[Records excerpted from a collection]
━━━━━━━━━━

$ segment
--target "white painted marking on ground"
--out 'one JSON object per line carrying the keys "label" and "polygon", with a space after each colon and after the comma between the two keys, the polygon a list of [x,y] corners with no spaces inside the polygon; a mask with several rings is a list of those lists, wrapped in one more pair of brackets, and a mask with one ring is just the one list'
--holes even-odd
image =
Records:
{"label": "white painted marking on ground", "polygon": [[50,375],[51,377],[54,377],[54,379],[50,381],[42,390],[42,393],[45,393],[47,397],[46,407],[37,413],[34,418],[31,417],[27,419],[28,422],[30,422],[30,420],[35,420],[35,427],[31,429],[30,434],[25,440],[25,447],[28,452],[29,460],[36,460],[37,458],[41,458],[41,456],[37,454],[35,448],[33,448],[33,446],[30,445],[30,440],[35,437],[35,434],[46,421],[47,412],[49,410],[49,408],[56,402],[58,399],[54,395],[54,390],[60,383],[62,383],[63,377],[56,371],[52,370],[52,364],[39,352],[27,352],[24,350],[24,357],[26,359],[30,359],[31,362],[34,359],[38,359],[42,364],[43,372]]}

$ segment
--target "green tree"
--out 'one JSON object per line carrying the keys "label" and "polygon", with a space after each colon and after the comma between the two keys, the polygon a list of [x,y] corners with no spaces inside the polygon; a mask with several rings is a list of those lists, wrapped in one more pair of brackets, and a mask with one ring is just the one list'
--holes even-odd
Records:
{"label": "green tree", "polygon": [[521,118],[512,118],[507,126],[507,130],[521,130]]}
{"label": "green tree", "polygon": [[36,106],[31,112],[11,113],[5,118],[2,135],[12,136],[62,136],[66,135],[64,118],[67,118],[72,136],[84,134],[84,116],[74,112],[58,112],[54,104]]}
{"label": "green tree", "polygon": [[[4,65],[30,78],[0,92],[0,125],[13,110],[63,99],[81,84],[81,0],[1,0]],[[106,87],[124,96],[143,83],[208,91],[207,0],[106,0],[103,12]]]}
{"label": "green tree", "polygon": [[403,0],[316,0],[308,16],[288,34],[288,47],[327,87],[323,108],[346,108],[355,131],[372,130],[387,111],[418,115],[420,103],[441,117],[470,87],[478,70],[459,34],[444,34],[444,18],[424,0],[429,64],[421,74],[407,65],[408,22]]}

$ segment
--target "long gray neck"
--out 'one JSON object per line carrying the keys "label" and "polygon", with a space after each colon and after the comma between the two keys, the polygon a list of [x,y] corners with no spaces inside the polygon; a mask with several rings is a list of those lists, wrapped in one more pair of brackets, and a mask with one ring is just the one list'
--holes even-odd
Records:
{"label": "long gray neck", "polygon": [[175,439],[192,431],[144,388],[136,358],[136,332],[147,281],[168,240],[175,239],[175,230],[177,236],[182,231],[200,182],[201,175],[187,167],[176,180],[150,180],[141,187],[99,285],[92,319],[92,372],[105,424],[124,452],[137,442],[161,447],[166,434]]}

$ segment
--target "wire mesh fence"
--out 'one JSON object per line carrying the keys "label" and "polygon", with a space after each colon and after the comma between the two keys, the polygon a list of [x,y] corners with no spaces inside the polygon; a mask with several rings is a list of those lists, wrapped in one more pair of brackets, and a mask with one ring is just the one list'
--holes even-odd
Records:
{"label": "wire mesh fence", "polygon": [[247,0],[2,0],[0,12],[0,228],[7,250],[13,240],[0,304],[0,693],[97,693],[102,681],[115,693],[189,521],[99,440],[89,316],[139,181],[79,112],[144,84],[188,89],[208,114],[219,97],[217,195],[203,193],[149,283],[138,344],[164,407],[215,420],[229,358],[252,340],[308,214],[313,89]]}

━━━━━━━━━━

### [AIM]
Copy the material above, line for line.

### [THE COMPLETED TASK]
$ segment
--target "white painted marking on ground"
--out 'one JSON object per line carrying the keys "label" and "polygon", with a space after each colon and after the comma between the two keys, the polygon a list of [x,y] corners with no spaces inside the polygon; a mask with several rings is a list of those lists, wrapped in one more pair of brackets, and a mask with one ring is just the one list'
--holes even-odd
image =
Records:
{"label": "white painted marking on ground", "polygon": [[50,375],[51,377],[54,377],[54,379],[50,381],[42,390],[42,393],[45,393],[47,397],[46,407],[37,413],[34,418],[31,417],[27,419],[28,422],[30,422],[30,420],[35,420],[35,427],[31,429],[30,434],[25,440],[25,447],[28,452],[29,460],[36,460],[37,458],[41,458],[41,456],[37,454],[35,448],[33,448],[33,446],[30,445],[30,440],[35,437],[35,434],[46,421],[47,412],[49,410],[49,408],[56,402],[58,399],[54,395],[54,390],[60,383],[62,383],[63,377],[56,371],[52,370],[52,364],[39,352],[27,352],[24,350],[24,357],[26,359],[30,359],[31,362],[34,359],[38,359],[42,364],[43,372]]}

$ segment
--target "green tree"
--out 'one JSON object per line carrying the keys "label" and "polygon", with a space after each colon and after the comma between the two keys, the polygon a list of [x,y] corners with no spaces inside the polygon; a mask with several rings is a list of those lists, wrapped in one more pair of brackets, and a mask with one ring is just the one list'
--holes even-odd
Records:
{"label": "green tree", "polygon": [[521,118],[512,118],[507,126],[507,130],[521,130]]}
{"label": "green tree", "polygon": [[36,106],[31,112],[11,113],[5,118],[2,135],[12,136],[62,136],[66,135],[64,118],[67,118],[72,136],[84,134],[84,116],[74,112],[58,112],[54,104]]}
{"label": "green tree", "polygon": [[[4,65],[30,78],[0,92],[0,125],[13,110],[63,99],[81,84],[81,0],[1,0]],[[106,87],[124,96],[143,83],[208,91],[207,0],[106,0],[103,12]]]}
{"label": "green tree", "polygon": [[403,0],[316,0],[308,16],[288,34],[288,47],[327,87],[323,108],[346,108],[355,131],[372,130],[387,111],[418,115],[420,103],[441,117],[470,87],[478,70],[459,34],[444,34],[444,18],[424,0],[429,64],[421,74],[407,65],[408,22]]}

$ segment
--target "long gray neck"
--out 'one JSON object per line carrying the keys "label" and "polygon", with a space after each colon and after the comma between the two keys, the polygon a list of [x,y] corners with no spaces inside the polygon; a mask with several rings is a list of those lists, wrapped in one more pair of brackets, and a mask with one ring is just the one list'
--holes even-odd
Records:
{"label": "long gray neck", "polygon": [[175,439],[192,431],[144,388],[136,358],[136,332],[147,281],[168,240],[175,239],[175,230],[177,236],[182,231],[200,182],[201,175],[187,167],[176,180],[150,180],[141,187],[99,285],[92,319],[92,372],[105,424],[124,452],[137,442],[161,447],[166,434]]}

$ segment
--target "wire mesh fence"
--out 'one JSON object per line carrying the keys "label" and "polygon", with a space after each colon and after the comma between the two keys, the polygon a list of [x,y] corners with no spaces inside the polygon; a mask with several rings is a list of those lists, wrapped in one more pair of brackets, and a mask with one ring is just the one list'
--holes even-odd
Records:
{"label": "wire mesh fence", "polygon": [[247,0],[2,0],[0,12],[0,228],[7,250],[13,240],[0,304],[0,693],[97,693],[102,681],[115,693],[189,521],[99,440],[89,316],[139,181],[79,112],[144,84],[188,89],[208,114],[219,97],[217,195],[203,193],[149,283],[138,344],[164,407],[215,420],[229,358],[252,340],[308,214],[313,89]]}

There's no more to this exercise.